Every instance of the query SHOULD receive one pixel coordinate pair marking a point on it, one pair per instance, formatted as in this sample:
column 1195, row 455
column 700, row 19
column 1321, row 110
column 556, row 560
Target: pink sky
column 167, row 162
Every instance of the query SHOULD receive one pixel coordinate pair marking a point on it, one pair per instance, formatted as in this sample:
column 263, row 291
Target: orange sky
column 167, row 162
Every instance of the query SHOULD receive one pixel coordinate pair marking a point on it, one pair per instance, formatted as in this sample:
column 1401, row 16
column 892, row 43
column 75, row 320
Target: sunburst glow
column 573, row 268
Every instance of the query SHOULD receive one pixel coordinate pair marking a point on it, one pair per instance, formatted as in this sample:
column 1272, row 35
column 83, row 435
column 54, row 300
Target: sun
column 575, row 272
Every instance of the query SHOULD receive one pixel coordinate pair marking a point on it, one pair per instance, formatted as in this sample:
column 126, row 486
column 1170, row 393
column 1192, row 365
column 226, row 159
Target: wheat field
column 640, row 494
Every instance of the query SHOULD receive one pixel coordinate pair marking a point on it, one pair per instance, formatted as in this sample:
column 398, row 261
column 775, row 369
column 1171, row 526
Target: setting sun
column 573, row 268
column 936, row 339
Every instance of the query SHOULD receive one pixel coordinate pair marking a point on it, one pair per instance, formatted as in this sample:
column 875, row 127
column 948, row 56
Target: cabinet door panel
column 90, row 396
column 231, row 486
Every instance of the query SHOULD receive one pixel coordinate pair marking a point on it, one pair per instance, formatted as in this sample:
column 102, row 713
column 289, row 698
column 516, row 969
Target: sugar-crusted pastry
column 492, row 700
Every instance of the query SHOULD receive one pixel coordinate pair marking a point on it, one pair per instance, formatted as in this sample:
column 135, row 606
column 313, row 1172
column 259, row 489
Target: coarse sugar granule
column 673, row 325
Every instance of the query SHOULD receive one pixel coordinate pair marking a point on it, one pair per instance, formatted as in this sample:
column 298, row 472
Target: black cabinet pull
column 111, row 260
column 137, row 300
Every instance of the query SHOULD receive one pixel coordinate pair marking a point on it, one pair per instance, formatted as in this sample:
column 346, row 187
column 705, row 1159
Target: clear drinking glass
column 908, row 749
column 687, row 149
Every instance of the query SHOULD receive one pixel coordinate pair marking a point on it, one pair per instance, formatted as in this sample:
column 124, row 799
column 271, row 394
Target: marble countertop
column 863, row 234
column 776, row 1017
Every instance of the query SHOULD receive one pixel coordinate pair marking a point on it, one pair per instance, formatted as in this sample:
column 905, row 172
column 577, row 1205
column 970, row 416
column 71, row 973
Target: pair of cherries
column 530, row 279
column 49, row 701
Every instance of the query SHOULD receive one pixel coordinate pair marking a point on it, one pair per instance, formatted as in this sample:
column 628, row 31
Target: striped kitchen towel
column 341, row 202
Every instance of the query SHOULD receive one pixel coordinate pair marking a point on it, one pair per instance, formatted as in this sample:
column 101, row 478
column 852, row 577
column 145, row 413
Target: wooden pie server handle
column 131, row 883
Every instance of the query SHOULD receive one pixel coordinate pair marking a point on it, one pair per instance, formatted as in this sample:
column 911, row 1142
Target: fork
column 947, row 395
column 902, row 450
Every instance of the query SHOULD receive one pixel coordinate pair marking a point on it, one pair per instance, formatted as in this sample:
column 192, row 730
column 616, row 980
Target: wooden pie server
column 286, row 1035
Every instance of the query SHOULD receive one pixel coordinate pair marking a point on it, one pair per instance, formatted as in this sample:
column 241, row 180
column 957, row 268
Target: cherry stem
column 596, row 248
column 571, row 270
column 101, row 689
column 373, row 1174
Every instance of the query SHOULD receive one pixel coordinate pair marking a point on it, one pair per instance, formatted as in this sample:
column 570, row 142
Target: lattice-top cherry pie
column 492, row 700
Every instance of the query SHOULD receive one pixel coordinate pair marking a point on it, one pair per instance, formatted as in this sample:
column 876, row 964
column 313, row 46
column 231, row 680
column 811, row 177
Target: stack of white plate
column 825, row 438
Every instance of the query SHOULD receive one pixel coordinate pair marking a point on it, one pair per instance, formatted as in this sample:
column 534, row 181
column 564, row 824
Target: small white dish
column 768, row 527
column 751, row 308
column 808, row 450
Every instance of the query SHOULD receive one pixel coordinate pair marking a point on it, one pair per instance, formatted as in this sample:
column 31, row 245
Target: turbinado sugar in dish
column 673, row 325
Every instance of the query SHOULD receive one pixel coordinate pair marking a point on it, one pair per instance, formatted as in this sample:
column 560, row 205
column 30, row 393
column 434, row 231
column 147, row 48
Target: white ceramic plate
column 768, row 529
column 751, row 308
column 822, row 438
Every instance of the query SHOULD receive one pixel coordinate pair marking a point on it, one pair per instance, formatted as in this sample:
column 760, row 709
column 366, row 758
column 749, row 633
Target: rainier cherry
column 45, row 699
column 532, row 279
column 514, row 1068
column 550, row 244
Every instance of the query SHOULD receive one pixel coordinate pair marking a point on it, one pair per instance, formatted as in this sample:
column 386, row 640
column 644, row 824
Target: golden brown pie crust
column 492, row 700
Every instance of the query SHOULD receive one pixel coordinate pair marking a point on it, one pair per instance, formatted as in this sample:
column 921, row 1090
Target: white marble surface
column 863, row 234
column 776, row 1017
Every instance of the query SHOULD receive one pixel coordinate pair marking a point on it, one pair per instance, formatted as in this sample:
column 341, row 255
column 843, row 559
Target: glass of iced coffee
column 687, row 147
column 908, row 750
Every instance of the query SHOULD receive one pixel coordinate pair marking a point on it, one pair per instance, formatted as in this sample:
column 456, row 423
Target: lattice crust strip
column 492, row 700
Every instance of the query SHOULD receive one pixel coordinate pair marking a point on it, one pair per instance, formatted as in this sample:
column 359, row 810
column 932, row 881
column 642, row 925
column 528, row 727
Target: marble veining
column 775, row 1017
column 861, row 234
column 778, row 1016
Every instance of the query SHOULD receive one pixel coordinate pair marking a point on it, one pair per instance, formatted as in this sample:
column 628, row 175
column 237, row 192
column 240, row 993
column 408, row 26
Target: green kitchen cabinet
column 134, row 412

══════════

§ Exercise brief
Please express every line of the listing above as a JSON list of strings, with one string per line and any blank lines left out.

§ Task answer
[
  "Every instance of the query SHOULD receive one pixel coordinate pair marking a point on it, one pair per instance, formatted as in this sample:",
  "column 1195, row 455",
  "column 700, row 19",
  "column 1321, row 110",
  "column 556, row 560",
  "Target: pink sky",
  "column 167, row 162",
  "Every instance of the query SHOULD receive one pixel coordinate pair marking a point on it, one pair per instance, formatted as in this sample:",
  "column 263, row 291",
  "Target: orange sky",
  "column 167, row 162",
  "Every instance of the query SHOULD receive one pixel coordinate pair marking a point on it, one pair per instance, formatted as in this sample:",
  "column 1401, row 16",
  "column 892, row 43",
  "column 75, row 320",
  "Target: sunburst glow",
  "column 573, row 268",
  "Every instance of the query SHOULD receive one pixel coordinate pair marking a point on it, one pair per instance, formatted as in this sample:",
  "column 1272, row 35",
  "column 83, row 435",
  "column 54, row 300",
  "Target: sun",
  "column 575, row 272",
  "Every instance of the query SHOULD receive one pixel coordinate pair marking a point on it, one pair per instance, formatted as in this sample:",
  "column 126, row 486",
  "column 1170, row 393",
  "column 1192, row 365",
  "column 226, row 159",
  "Target: wheat field",
  "column 640, row 494",
  "Every instance of the query SHOULD receive one pixel coordinate pair marking a point on it, one pair per instance, formatted as in this sample:",
  "column 398, row 261",
  "column 775, row 369",
  "column 1171, row 526",
  "Target: setting sun",
  "column 573, row 268",
  "column 936, row 339",
  "Every instance of the query SHOULD receive one pixel coordinate pair marking a point on it, one pair per instance, formatted as in this sample:",
  "column 875, row 127",
  "column 948, row 56",
  "Target: cabinet door panel",
  "column 90, row 396",
  "column 231, row 486",
  "Every instance of the query SHOULD receive one pixel coordinate pair marking a point on it, one pair per instance, formatted as in this sample:",
  "column 102, row 713",
  "column 289, row 698",
  "column 516, row 969",
  "Target: sugar-crusted pastry",
  "column 492, row 700",
  "Every instance of the query SHOULD receive one pixel coordinate pair marking a point on it, one pair per instance, formatted as in this sample:",
  "column 135, row 606",
  "column 313, row 1172",
  "column 259, row 489",
  "Target: coarse sugar granule",
  "column 673, row 325",
  "Every instance of the query SHOULD receive one pixel coordinate pair marking a point on it, one pair per instance, formatted as in this sample:",
  "column 298, row 472",
  "Target: black cabinet pull",
  "column 111, row 260",
  "column 137, row 300",
  "Every instance of the query SHOULD receive one pixel coordinate pair marking a point on it, one pair per instance, formatted as in this sample:",
  "column 346, row 187",
  "column 705, row 1159",
  "Target: clear drinking glass",
  "column 908, row 749",
  "column 687, row 149",
  "Every instance of the query SHOULD receive one pixel coordinate pair marking a point on it, one pair per instance, formatted as in this sample:",
  "column 124, row 799",
  "column 271, row 394",
  "Target: marble countertop",
  "column 863, row 234",
  "column 776, row 1017",
  "Every instance of the query SHOULD receive one pixel coordinate pair marking a point on it, one pair per instance, formatted as in this sample:",
  "column 905, row 172",
  "column 577, row 1205",
  "column 970, row 416",
  "column 71, row 973",
  "Target: pair of cherries",
  "column 530, row 279",
  "column 49, row 701",
  "Every instance of the query SHOULD receive one pixel coordinate pair marking a point on it, one pair per instance, formatted as in this sample:",
  "column 628, row 31",
  "Target: striped kitchen towel",
  "column 341, row 202",
  "Every instance of the query SHOULD receive one pixel coordinate pair marking a point on it, one pair per instance, formatted as in this sample:",
  "column 101, row 478",
  "column 852, row 577",
  "column 145, row 413",
  "Target: wooden pie server handle",
  "column 131, row 883",
  "Every instance of the query SHOULD receive one pixel coordinate pair marking a point on it, one pair per instance, formatted as in this sample:",
  "column 911, row 1142",
  "Target: fork",
  "column 947, row 395",
  "column 902, row 450",
  "Every instance of the query SHOULD receive one pixel coordinate pair marking a point on it, one pair per instance, formatted as in this sample:",
  "column 192, row 730",
  "column 616, row 980",
  "Target: wooden pie server",
  "column 286, row 1035",
  "Every instance of the query SHOULD receive one pixel coordinate pair marking a point on it, one pair per instance, formatted as in this sample:",
  "column 241, row 180",
  "column 957, row 268",
  "Target: cherry stem",
  "column 596, row 248",
  "column 571, row 270",
  "column 101, row 689",
  "column 373, row 1174",
  "Every instance of the query SHOULD receive one pixel coordinate pair marking a point on it, one pair per instance, formatted as in this sample:",
  "column 570, row 142",
  "Target: lattice-top cherry pie",
  "column 492, row 700",
  "Every instance of the query SHOULD receive one pixel coordinate pair marking a point on it, one pair per instance, formatted as in this sample:",
  "column 876, row 964",
  "column 313, row 46",
  "column 231, row 680",
  "column 811, row 177",
  "Target: stack of white plate",
  "column 825, row 438",
  "Every instance of the query SHOULD receive one pixel coordinate pair marking a point on it, one pair per instance, formatted as in this sample:",
  "column 534, row 181",
  "column 564, row 824",
  "Target: small white dish",
  "column 768, row 527",
  "column 751, row 308",
  "column 808, row 450",
  "Every instance of the query SHOULD receive one pixel coordinate pair marking a point on it, one pair per instance, formatted as in this sample:",
  "column 31, row 245",
  "Target: turbinado sugar in dish",
  "column 673, row 325",
  "Every instance of the query SHOULD receive one pixel coordinate pair marking a point on it, one pair per instance, formatted as in this sample:",
  "column 560, row 205",
  "column 30, row 393",
  "column 434, row 231",
  "column 147, row 48",
  "Target: white ceramic plate",
  "column 768, row 529",
  "column 751, row 308",
  "column 822, row 438",
  "Every instance of the query SHOULD receive one pixel coordinate pair marking a point on it, one pair per instance, formatted as in this sample:",
  "column 760, row 709",
  "column 366, row 758",
  "column 749, row 633",
  "Target: rainier cherry",
  "column 45, row 699",
  "column 532, row 279",
  "column 514, row 1068",
  "column 550, row 244",
  "Every instance of the query SHOULD receive one pixel coordinate pair marking a point on it, one pair per instance, formatted as in this sample:",
  "column 386, row 640",
  "column 644, row 824",
  "Target: golden brown pie crust",
  "column 492, row 700",
  "Every instance of the query SHOULD receive one pixel coordinate pair marking a point on it, one pair per instance, formatted as in this sample:",
  "column 921, row 1090",
  "Target: white marble surface",
  "column 863, row 234",
  "column 776, row 1017",
  "Every instance of the query SHOULD receive one pixel coordinate pair marking a point on it, one pair per instance, formatted as in this sample:",
  "column 341, row 255",
  "column 843, row 559",
  "Target: glass of iced coffee",
  "column 687, row 147",
  "column 908, row 750",
  "Every instance of the query SHOULD receive one pixel coordinate pair marking a point on it, one pair per instance, formatted as in this sample:",
  "column 456, row 423",
  "Target: lattice crust strip",
  "column 492, row 700",
  "Every instance of the query SHOULD receive one pixel coordinate pair marking a point on it, one pair per instance, formatted as in this sample:",
  "column 359, row 810",
  "column 932, row 881",
  "column 642, row 925",
  "column 528, row 727",
  "Target: marble veining",
  "column 775, row 1017",
  "column 861, row 234",
  "column 778, row 1016",
  "Every instance of the query SHOULD receive one pixel coordinate pair marking a point on it, one pair per instance, formatted as in this sample:",
  "column 628, row 175",
  "column 237, row 192",
  "column 240, row 993",
  "column 408, row 26",
  "Target: green kitchen cabinet",
  "column 134, row 412"
]